[Start Document section]

You don't need to connect the 10k resistor to an output port unless you are desperate to save power, or you want to avoid self-heating of the thermistor by the current through it. It can connect straight to the positive supply. The 10k resistor on the processor input is also unnecessary, unless your thermistor is on really long leads. If so, a capacitor across the input is not a bad idea.
Its a fair bet that your processor will have plenty of spare memory. If so, use Excel to create a spreadsheet to work out the temperature for all possible input voltages. Then turn that into a lookup table.
The relationship between voltage and temperature is so non-linear that trying to calculate it mathematically in the processor is a waste of time.
Hello, Ian,

Yes, my interest in connecting the voltage source of the resistive divider is to meet the 2 requirements you told me: to avoid heating and to save energy.
My application requires super low power consumption.
Thanks for the tip on better choosing the resistor value of the resistive divider, I hadn't thought of that.
Now I have a doubt in mind.
My SoC will run on 2 AA batteries, it runs from 3.3v up to 1.7v.
So the input voltage of my resistive divider will change.
But since my ADC reference voltage will also change with it, will that be a problem?

You told me that you would remove the resistor at the ADC input, in my case I will use a 1 meter cable. I am thinking of retreat or not. What do you think?

As our friends showed above, there are some ways to calculate this process mathematically.

But personally I'm also evaluating using a table and doing some polynomial regression for that...
I believe this will be more accurate.

There would be no way I could make a table for all possible temperatures. It's a lot of information. I need to find a precise and more mathematical way. Maybe polynomial regression is a good idea.

Looking at the datasheet of one of the thermistors, I noticed that one of them is much more linear than most thermistors.

[End Document section]
[Start Supplied records]

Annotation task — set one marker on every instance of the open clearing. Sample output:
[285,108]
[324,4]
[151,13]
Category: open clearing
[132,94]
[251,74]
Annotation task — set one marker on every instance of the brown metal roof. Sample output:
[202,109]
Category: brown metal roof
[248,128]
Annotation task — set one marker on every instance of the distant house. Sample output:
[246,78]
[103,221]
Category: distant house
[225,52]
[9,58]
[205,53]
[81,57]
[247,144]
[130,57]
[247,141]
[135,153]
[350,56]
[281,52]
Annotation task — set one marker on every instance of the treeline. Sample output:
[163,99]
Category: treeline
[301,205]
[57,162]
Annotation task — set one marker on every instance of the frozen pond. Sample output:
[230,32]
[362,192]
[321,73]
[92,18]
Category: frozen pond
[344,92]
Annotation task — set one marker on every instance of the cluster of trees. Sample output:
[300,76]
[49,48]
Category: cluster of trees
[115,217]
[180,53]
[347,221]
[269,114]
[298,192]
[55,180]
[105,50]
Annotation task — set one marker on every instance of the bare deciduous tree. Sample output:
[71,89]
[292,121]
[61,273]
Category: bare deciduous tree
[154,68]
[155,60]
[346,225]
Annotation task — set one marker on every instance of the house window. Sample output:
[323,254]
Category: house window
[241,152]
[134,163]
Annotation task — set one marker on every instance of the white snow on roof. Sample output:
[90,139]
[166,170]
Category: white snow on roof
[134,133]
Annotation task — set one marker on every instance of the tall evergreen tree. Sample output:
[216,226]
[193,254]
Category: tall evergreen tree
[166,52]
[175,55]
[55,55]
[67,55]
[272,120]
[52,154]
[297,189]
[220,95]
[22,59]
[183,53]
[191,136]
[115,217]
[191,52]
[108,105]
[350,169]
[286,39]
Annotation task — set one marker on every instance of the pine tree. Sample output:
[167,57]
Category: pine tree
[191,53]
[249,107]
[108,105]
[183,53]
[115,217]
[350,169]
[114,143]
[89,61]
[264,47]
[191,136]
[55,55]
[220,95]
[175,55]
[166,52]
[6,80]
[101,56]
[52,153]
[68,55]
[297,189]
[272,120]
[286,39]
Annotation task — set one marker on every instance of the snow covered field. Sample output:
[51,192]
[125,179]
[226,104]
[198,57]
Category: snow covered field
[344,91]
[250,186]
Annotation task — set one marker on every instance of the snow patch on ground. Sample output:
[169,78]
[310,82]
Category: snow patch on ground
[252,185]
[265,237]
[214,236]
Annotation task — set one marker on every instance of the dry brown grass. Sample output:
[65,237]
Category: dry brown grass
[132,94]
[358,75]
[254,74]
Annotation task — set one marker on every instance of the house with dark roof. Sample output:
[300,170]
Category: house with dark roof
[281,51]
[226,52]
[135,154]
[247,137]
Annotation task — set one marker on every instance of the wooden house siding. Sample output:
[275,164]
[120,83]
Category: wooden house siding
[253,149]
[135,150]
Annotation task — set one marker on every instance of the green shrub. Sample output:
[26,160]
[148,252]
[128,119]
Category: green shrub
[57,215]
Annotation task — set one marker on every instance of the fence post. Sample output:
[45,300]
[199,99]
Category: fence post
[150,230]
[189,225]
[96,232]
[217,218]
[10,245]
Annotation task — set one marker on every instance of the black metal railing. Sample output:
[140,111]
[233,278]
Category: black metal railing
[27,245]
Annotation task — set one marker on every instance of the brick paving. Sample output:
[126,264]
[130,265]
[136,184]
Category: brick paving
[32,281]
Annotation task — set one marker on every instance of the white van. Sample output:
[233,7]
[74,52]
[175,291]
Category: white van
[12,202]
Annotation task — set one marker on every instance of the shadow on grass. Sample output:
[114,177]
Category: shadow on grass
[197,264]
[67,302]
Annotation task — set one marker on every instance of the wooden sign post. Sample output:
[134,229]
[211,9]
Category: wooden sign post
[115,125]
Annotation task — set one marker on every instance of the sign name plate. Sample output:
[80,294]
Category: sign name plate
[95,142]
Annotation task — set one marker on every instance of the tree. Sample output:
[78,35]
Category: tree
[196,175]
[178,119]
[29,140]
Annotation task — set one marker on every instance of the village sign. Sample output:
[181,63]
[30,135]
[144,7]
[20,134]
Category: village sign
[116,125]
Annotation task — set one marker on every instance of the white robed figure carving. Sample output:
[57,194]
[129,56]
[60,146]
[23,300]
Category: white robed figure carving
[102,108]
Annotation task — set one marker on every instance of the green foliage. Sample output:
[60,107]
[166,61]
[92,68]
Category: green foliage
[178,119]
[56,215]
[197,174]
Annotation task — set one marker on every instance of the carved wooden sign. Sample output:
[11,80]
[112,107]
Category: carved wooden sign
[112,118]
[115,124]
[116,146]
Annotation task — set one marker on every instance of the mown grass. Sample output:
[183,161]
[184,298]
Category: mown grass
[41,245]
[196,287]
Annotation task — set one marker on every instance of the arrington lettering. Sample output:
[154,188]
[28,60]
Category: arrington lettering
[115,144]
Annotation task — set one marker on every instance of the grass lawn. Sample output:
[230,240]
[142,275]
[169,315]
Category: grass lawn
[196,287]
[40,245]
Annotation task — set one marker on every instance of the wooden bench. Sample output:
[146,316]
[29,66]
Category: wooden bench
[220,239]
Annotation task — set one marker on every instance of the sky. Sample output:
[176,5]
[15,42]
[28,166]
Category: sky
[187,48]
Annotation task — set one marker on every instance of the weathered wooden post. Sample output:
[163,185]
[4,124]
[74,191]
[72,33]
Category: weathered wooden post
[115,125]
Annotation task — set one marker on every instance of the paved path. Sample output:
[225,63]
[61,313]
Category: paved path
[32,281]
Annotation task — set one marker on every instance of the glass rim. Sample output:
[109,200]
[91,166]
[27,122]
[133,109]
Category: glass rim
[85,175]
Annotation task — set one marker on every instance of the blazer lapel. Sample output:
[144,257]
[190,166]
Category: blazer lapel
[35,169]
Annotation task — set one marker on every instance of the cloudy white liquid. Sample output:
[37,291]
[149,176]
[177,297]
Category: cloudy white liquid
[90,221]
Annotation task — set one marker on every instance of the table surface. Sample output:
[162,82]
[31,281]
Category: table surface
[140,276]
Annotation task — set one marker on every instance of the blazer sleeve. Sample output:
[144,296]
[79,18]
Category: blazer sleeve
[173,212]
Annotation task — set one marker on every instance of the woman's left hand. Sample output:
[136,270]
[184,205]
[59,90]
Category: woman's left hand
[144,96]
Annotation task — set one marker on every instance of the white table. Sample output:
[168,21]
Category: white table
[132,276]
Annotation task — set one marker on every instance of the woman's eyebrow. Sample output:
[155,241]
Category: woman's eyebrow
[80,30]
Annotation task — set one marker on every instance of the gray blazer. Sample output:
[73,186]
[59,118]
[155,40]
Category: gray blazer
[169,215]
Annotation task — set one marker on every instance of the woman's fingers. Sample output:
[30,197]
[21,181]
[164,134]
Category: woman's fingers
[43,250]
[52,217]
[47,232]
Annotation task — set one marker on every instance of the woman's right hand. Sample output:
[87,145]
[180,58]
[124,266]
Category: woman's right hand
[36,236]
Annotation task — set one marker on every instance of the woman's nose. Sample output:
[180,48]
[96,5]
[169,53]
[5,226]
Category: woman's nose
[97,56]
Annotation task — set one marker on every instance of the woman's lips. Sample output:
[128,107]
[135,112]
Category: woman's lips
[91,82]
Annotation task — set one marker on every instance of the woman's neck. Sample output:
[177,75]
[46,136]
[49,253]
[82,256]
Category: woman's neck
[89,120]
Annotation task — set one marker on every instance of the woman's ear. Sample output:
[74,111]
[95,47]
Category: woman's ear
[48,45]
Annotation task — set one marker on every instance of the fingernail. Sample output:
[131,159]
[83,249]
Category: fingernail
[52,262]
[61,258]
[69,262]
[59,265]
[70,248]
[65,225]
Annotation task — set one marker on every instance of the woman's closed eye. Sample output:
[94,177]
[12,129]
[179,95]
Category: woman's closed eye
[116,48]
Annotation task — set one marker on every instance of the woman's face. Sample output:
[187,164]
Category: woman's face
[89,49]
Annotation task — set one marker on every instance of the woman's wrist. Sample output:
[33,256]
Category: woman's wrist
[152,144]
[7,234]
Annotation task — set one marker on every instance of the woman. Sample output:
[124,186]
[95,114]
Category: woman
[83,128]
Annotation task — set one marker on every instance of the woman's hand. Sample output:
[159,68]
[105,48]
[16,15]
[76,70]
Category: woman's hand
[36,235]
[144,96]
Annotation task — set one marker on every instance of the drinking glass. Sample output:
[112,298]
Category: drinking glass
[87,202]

[End Supplied records]

Complete the following:
• a. Rescale the part of the dataset rows that opens with the line containing "the woman's hand." and runs through the end of the rows, reproducing every line, requests included. Multiply each answer coordinate by 0.4 and round to whole numbers, with halves rounding up, but leave the sample outputs unchanged.
• b. Take the thermistor circuit discussion further, starting after its final sentence.

Answers for the exercise:
• a.
Annotation task — set one marker on every instance of the woman's hand. Sample output:
[159,68]
[105,48]
[16,15]
[76,70]
Category: woman's hand
[14,94]
[58,38]
Annotation task — set one marker on every instance of the drinking glass. Sample output:
[112,298]
Category: drinking glass
[35,81]

• b.
I posted this above

#### bassbindevil

Joined Jan 23, 2014
838
Just how accurate is the ADC on the SoC? I've noticed that the cheap LED digital panel meters don't perfectly track my Fluke DMM, possibly due to an imperfect ADC in the microcontroller. There are I2C ADC modules like this: https://www.adafruit.com/product/1085

#### Ian0

Joined Aug 7, 2020
10,277
Yes, my interest in connecting the voltage source of the resistive divider is to meet the 2 requirements you told me: to avoid heating and to save energy.
My application requires super low power consumption.
Thanks for the tip on better choosing the resistor value of the resistive divider, I hadn't thought of that.
Now I have a doubt in mind.
My SoC will run on 2 AA batteries, it runs from 3.3v up to 1.7v.
So the input voltage of my resistive divider will change.
But since my ADC reference voltage will also change with it, will that be a problem?
In that case, leave in the extra resistors and switch the circuit off with the port as you had it - it all depends on whether you are saving power or saving BOM and assembly costs!

You told me that you would remove the resistor at the ADC input, in my case I will use a 1 meter cable. I am thinking of retreat or not. What do you think?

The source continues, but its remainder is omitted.